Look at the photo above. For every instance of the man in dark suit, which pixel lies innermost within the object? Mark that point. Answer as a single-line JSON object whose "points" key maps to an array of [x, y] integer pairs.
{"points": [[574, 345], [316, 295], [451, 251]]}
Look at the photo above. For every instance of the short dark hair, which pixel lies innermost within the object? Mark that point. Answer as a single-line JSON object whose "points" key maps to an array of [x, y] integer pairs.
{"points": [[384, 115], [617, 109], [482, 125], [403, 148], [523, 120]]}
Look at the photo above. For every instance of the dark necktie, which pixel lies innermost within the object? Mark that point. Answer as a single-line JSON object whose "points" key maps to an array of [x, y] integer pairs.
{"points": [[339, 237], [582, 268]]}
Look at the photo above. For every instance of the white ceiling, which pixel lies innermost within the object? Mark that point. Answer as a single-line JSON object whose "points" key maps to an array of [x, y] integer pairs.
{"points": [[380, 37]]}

● ● ● ● ● ● ●

To be done => Reproduce all four items above word for word, each answer line included.

Answer to the exercise =>
Look at the photo above. For every instance of the man in dark suit, which pixel lies innermost within the object? Mark that point. Answer as a single-line JSON object whose "points" key maps to an array of [x, y] integer pairs.
{"points": [[574, 345], [316, 295], [451, 251]]}
Look at the photo above. For every instance of the short dark hair, which pixel lies innermost within the object? Mark that point. Answer as a single-line JSON object whose "points" key maps to an array of [x, y] integer pairs.
{"points": [[384, 115], [617, 109], [482, 125], [403, 148], [523, 120]]}
Look at the photo above. For every instance of the dark necktie, which pixel lies innermost within the object? Mark that point. Answer as a single-line JSON object whose "points" key maps to an array of [x, y] integer pairs.
{"points": [[339, 237], [582, 268]]}
Look at the photo above. For every instance of the white ceiling, which pixel lies innermost within the object? Mark that point. Answer as a single-line JSON object whose "points" key maps to an array of [x, y] integer pairs.
{"points": [[380, 37]]}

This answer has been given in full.